**AIM**
Reproduce the following records exactly from the line containing "the man's face" onward, ending with the last line and including it.

═══ SUPPLIED MATERIAL ═══

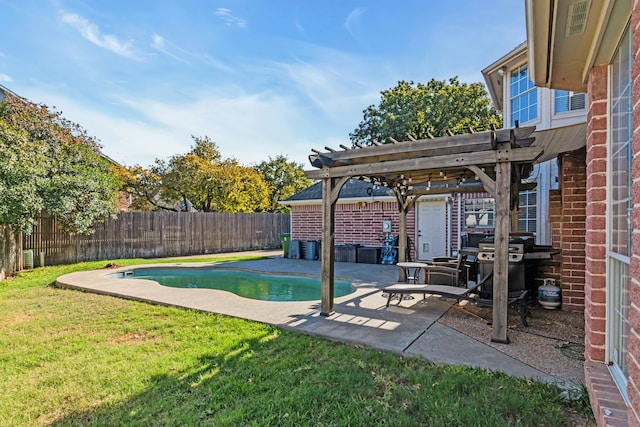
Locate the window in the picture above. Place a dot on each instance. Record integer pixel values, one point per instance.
(523, 96)
(566, 101)
(479, 212)
(527, 206)
(619, 211)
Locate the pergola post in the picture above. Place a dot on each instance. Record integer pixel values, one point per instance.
(501, 245)
(330, 191)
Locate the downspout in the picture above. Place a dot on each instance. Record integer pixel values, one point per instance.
(450, 224)
(459, 222)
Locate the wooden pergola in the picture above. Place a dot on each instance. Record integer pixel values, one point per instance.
(493, 161)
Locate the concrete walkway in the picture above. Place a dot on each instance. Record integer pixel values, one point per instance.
(360, 318)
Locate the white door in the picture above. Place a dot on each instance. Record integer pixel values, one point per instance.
(432, 230)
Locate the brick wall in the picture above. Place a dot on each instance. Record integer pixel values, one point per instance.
(595, 251)
(553, 268)
(573, 180)
(358, 222)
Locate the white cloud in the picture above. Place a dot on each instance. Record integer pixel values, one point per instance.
(91, 32)
(229, 19)
(179, 54)
(353, 19)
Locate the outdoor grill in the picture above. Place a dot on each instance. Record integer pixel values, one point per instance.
(524, 256)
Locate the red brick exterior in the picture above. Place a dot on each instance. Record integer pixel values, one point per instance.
(595, 276)
(573, 180)
(602, 391)
(567, 215)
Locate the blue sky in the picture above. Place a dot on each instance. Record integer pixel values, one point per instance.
(259, 77)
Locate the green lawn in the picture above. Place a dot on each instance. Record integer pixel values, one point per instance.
(74, 358)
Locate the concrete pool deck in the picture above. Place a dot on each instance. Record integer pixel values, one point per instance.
(361, 318)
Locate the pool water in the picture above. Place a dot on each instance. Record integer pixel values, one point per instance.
(259, 286)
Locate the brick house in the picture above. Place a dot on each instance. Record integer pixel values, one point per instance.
(589, 46)
(559, 116)
(440, 225)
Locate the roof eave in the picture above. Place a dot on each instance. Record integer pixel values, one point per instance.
(561, 61)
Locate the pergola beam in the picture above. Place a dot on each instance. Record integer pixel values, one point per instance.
(486, 154)
(426, 163)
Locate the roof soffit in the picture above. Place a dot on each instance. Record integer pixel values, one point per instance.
(559, 61)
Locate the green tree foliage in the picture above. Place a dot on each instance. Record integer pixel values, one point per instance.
(201, 179)
(422, 109)
(284, 179)
(49, 164)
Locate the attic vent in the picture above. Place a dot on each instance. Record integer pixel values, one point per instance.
(577, 17)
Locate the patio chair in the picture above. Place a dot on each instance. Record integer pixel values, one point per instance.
(447, 271)
(458, 293)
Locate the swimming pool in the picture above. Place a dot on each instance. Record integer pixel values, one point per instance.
(244, 283)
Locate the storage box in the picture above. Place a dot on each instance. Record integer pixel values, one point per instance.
(345, 253)
(369, 254)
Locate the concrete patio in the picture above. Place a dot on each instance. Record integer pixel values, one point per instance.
(413, 328)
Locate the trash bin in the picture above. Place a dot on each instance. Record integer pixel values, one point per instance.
(285, 238)
(295, 249)
(312, 250)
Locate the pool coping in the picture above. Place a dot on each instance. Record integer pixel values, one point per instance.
(360, 318)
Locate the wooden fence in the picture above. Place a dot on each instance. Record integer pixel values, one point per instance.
(10, 260)
(156, 234)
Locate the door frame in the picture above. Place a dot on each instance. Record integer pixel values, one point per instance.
(444, 200)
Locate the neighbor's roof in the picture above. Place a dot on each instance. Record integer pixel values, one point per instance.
(353, 189)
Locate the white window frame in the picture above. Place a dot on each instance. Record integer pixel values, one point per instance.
(480, 208)
(523, 210)
(617, 264)
(522, 94)
(570, 96)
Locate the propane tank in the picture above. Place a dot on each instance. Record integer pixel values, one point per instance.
(549, 295)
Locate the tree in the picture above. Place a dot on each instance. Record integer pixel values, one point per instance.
(283, 178)
(427, 109)
(201, 178)
(51, 165)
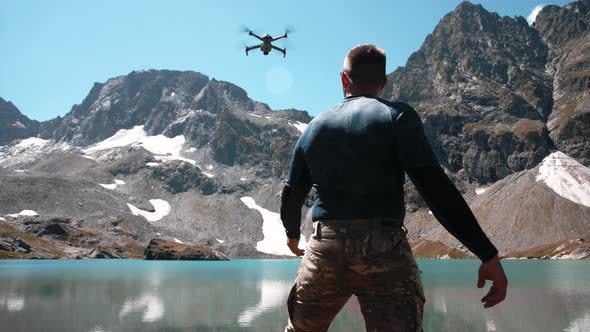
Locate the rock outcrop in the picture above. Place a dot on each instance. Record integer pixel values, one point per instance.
(497, 95)
(13, 124)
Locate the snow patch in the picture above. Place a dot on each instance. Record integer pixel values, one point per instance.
(566, 177)
(164, 148)
(24, 213)
(161, 207)
(112, 185)
(300, 126)
(491, 325)
(31, 142)
(480, 191)
(275, 239)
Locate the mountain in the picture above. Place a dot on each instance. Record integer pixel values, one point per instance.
(163, 154)
(484, 87)
(565, 31)
(13, 124)
(210, 114)
(531, 208)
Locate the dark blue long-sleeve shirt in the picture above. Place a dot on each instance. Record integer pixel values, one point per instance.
(355, 155)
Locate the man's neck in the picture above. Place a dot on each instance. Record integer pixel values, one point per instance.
(363, 91)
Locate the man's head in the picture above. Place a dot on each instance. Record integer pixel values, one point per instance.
(363, 71)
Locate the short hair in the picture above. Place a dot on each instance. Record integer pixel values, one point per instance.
(365, 64)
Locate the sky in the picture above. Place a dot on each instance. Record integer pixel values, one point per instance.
(53, 51)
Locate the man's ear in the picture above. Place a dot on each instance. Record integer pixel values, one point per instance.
(383, 83)
(345, 80)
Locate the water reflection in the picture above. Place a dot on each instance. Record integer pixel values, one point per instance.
(251, 296)
(12, 302)
(273, 295)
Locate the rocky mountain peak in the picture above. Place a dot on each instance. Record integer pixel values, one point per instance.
(559, 25)
(473, 80)
(13, 124)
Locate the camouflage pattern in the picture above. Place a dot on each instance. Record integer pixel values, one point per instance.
(367, 258)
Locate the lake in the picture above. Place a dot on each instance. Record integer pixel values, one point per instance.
(250, 295)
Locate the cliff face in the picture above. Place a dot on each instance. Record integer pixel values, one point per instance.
(210, 114)
(489, 100)
(566, 33)
(13, 124)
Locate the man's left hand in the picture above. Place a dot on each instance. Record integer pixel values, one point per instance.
(293, 245)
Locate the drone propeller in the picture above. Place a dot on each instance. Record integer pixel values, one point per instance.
(244, 28)
(289, 29)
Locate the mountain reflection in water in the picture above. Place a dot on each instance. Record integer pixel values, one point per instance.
(250, 295)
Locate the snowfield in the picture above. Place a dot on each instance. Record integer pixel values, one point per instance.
(24, 213)
(275, 239)
(164, 148)
(300, 126)
(566, 177)
(112, 185)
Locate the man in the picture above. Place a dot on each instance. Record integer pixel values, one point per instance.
(355, 155)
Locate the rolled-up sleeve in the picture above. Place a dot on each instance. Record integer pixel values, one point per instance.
(297, 186)
(413, 147)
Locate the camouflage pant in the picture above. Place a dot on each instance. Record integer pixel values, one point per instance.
(366, 258)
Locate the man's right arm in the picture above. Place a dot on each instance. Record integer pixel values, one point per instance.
(297, 186)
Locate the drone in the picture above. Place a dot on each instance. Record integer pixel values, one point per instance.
(267, 45)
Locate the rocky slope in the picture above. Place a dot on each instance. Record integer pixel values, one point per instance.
(13, 124)
(491, 89)
(565, 31)
(548, 203)
(169, 154)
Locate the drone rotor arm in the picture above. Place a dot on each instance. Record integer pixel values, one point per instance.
(279, 37)
(255, 35)
(282, 50)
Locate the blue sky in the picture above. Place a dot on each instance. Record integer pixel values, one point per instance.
(53, 51)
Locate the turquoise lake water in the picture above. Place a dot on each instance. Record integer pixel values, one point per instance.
(250, 295)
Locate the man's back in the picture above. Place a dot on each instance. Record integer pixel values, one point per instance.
(348, 151)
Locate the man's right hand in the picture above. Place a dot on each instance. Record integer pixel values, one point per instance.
(293, 244)
(492, 270)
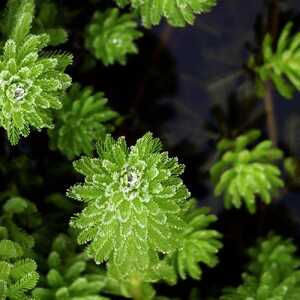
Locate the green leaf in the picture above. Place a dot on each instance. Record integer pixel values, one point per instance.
(241, 174)
(111, 36)
(125, 219)
(177, 12)
(273, 273)
(198, 244)
(84, 119)
(282, 66)
(30, 84)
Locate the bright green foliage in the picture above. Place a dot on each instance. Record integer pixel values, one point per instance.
(241, 173)
(81, 122)
(46, 22)
(282, 66)
(133, 198)
(30, 83)
(69, 276)
(273, 273)
(197, 244)
(177, 12)
(17, 211)
(111, 36)
(18, 275)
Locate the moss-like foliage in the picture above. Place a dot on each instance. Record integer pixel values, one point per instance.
(82, 120)
(282, 64)
(133, 199)
(177, 12)
(111, 36)
(16, 213)
(70, 277)
(242, 173)
(198, 244)
(18, 275)
(272, 274)
(30, 83)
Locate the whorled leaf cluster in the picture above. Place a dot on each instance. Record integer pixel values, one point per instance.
(30, 82)
(281, 65)
(133, 199)
(242, 173)
(81, 122)
(69, 277)
(177, 12)
(111, 36)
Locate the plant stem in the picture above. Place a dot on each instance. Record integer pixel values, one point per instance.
(273, 20)
(270, 114)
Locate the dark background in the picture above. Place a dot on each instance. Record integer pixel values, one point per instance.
(190, 87)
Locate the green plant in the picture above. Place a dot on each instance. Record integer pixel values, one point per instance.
(30, 82)
(273, 272)
(111, 36)
(124, 223)
(178, 13)
(282, 64)
(242, 174)
(81, 122)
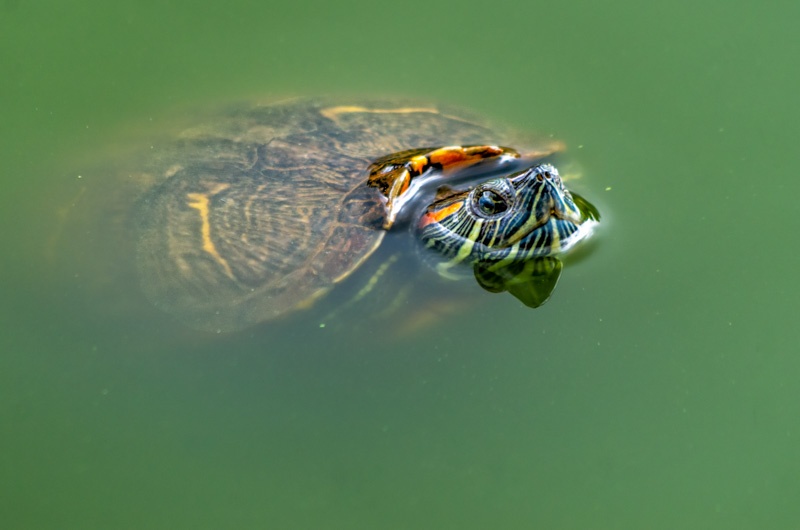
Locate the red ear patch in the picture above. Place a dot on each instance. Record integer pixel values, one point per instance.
(437, 215)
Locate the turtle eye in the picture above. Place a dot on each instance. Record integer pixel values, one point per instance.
(489, 203)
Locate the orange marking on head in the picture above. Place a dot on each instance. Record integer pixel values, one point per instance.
(436, 216)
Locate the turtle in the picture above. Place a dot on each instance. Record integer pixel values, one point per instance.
(261, 212)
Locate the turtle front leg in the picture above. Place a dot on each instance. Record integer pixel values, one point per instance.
(394, 174)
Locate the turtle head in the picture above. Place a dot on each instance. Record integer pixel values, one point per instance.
(509, 219)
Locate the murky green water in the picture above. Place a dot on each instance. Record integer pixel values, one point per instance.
(657, 389)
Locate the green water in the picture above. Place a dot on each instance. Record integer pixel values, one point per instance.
(657, 389)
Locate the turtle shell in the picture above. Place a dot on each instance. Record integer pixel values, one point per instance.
(263, 210)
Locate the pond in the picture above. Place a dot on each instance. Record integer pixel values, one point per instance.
(657, 388)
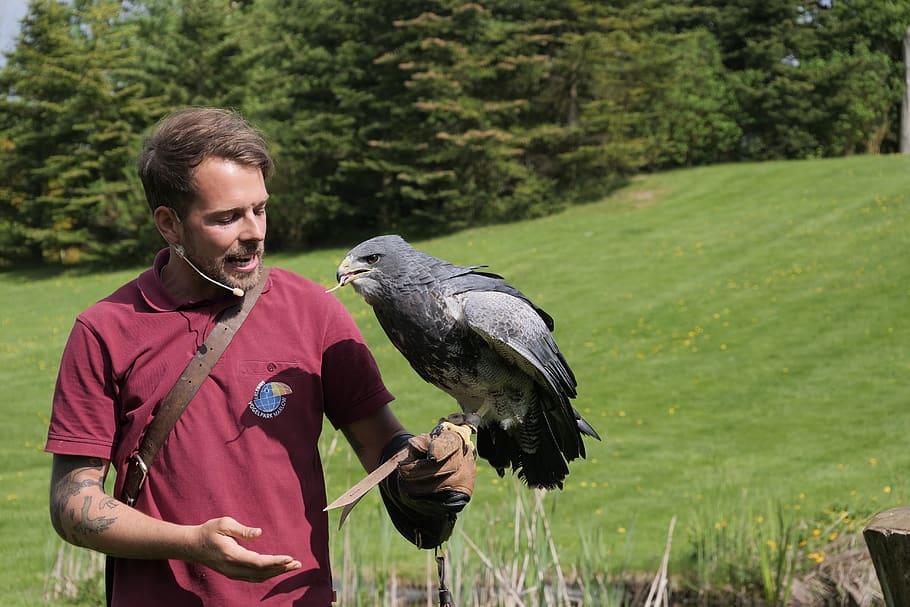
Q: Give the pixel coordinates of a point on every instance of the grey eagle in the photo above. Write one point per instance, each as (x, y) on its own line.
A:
(483, 342)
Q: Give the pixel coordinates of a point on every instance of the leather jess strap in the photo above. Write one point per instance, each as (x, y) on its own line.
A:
(182, 392)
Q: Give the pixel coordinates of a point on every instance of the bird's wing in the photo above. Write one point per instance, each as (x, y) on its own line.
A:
(516, 331)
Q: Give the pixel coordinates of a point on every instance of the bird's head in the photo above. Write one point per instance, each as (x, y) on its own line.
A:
(373, 266)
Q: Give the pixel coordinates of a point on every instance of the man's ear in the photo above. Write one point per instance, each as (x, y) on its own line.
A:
(168, 224)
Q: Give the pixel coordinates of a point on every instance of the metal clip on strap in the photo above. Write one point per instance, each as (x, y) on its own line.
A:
(136, 474)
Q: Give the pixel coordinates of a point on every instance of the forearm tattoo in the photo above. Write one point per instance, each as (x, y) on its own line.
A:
(71, 483)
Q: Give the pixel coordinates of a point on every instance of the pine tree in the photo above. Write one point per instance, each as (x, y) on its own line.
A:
(70, 112)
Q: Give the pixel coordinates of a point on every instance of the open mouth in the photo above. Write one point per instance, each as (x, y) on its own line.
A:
(242, 263)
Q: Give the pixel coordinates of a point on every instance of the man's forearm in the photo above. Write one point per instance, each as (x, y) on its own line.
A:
(84, 515)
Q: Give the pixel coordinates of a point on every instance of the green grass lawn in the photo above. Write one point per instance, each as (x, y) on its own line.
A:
(740, 335)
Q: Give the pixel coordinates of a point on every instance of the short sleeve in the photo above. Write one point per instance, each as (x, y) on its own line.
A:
(352, 384)
(83, 418)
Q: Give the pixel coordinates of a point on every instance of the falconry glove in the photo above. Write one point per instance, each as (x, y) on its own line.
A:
(433, 483)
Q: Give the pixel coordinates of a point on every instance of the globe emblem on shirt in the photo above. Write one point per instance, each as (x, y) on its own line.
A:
(270, 399)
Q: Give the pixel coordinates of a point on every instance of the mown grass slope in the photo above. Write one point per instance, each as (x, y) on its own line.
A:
(740, 335)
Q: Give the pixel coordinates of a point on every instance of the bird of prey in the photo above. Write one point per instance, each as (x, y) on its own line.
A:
(482, 341)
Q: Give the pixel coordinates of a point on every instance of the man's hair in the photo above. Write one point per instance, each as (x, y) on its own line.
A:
(185, 139)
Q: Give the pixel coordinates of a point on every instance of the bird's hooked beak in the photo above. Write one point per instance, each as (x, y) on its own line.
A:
(349, 271)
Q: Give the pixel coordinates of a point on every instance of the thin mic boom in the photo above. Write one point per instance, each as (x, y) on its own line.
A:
(235, 290)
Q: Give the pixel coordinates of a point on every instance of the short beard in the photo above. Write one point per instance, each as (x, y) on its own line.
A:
(215, 270)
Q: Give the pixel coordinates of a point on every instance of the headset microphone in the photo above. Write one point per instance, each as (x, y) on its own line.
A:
(178, 249)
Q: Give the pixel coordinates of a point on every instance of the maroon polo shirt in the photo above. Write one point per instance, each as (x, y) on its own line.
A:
(245, 447)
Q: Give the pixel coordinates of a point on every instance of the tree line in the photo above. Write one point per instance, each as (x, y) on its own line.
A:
(424, 116)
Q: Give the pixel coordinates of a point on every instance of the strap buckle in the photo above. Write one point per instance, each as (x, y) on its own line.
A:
(136, 473)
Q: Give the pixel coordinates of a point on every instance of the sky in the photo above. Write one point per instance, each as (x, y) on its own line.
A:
(11, 11)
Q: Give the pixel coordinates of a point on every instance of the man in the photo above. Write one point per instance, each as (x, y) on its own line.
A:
(232, 511)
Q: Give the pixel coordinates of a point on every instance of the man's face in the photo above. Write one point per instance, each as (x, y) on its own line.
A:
(224, 230)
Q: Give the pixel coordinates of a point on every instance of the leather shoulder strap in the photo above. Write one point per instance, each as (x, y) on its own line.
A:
(182, 392)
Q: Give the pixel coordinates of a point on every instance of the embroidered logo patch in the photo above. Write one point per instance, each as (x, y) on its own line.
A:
(270, 399)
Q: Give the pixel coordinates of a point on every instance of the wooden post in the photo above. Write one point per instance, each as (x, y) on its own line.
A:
(905, 105)
(888, 540)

═══

**COMPLETED EXERCISE**
Q: Give the pixel coordinates of a point on every instance of the man's face in the photo above. Write one point per instance, each as (x, y) on its own line.
A:
(224, 230)
Q: Give the pixel coordinates of a point on every instance of the leather shoulder strap in the photo above. Write one point per instance, each as (x, y) on its own line.
A:
(182, 392)
Q: Give the pixel coordinates of a point on every instance of the embroidered logo patch in the photo above. Write one point per instance, each as (x, y) on its own line.
A:
(270, 399)
Q: Give the pixel coordinates of a point on every instance of the wooden post in the photo above. Write one point per instance, each as (x, y) on its own line.
A:
(905, 105)
(888, 540)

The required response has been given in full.